Given problem: Rewrite the entries below with every "indicate" changed to "mark", leaving everything else as it is.

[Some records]
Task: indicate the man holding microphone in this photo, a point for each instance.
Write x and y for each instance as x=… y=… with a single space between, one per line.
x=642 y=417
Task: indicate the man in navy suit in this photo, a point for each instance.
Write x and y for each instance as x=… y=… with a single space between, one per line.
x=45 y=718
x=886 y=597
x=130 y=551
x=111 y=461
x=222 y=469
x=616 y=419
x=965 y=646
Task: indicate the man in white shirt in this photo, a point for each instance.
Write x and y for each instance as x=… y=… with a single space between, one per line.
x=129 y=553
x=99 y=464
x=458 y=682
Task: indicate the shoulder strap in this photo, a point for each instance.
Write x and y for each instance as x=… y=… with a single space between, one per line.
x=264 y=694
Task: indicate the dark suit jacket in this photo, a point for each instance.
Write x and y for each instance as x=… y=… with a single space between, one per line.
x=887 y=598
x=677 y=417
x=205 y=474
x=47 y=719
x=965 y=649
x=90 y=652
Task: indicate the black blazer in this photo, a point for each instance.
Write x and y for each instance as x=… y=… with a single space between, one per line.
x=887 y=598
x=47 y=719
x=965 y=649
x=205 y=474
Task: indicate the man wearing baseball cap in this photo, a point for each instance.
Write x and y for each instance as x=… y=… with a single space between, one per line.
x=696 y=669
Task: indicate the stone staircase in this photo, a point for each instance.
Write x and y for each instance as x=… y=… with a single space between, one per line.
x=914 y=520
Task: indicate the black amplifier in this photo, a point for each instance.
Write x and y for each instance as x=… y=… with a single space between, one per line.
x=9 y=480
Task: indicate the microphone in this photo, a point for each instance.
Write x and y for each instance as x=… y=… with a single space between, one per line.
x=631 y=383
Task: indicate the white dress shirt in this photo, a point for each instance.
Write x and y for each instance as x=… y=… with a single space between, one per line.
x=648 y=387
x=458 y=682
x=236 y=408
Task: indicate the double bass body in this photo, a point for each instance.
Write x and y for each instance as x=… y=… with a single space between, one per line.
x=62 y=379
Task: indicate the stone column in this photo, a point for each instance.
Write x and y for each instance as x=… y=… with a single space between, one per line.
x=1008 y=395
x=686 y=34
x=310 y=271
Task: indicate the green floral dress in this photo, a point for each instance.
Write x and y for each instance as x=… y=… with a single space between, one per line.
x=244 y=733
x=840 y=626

Finished task:
Task: mark the man holding microphone in this photo, a point for each instance.
Write x and y for each instance as x=… y=… with a single space between, one per line.
x=642 y=417
Task: mark the man in navy suit in this photo, a point for each instance.
Write x and y for each instance as x=… y=… with a single space between, one per line.
x=45 y=718
x=886 y=597
x=130 y=551
x=111 y=461
x=222 y=469
x=616 y=419
x=965 y=646
Task: mark the man in white shirt in this photo, a point for each instance.
Write x and y for each instance as x=… y=… with a single space between, one per line.
x=129 y=553
x=99 y=464
x=458 y=682
Task: mark the shoulder strap in this photo, a point for each instance.
Write x and y for each instance as x=… y=… with a single space between, one per line.
x=264 y=694
Task: mark the dark suit jacket in this photo, a point for each instance.
Write x and y for each instance as x=… y=… with a single space between, one per line.
x=887 y=598
x=677 y=417
x=205 y=474
x=47 y=719
x=965 y=649
x=90 y=652
Task: mark the black blazer in this photo, a point for each instance.
Write x and y for each instance as x=… y=… with a single space between, one per line.
x=887 y=598
x=47 y=719
x=965 y=649
x=205 y=474
Task: mark the man wearing baseball cap in this photo, a point for each instance.
Write x and y for each instance as x=… y=… with a single space between, one per line.
x=696 y=669
Task: mark the stone staircase in this photo, a point for each instance.
Write x and y for each instance as x=… y=… with a single space between, one per line.
x=914 y=520
Task: mark the black amplifier in this photo, a point for each instance.
Write x and y for each instance as x=… y=… with a single space between, one per line.
x=9 y=480
Task: mark the microphone in this photo, a point for each instance.
Write x and y for each instance as x=… y=… with a single space between, one per line.
x=631 y=383
Task: mark the white dress shirt in this photo, a point for each instance.
Write x and y for each instance as x=… y=… with a single space between, one per line.
x=648 y=387
x=458 y=682
x=236 y=408
Task: mark the double bass body in this photo, a point for each instance.
Write x and y for each instance as x=… y=… with a single space between, one per line.
x=62 y=379
Task: mark the stone column in this photo, a point for each instance.
Write x and y for each instance as x=… y=… with a single space between, one per line.
x=1008 y=395
x=686 y=34
x=310 y=271
Task: mark the green floral dress in this photo, a point for each instance.
Write x and y for each instance as x=… y=… with a single space between, one per line.
x=244 y=733
x=840 y=626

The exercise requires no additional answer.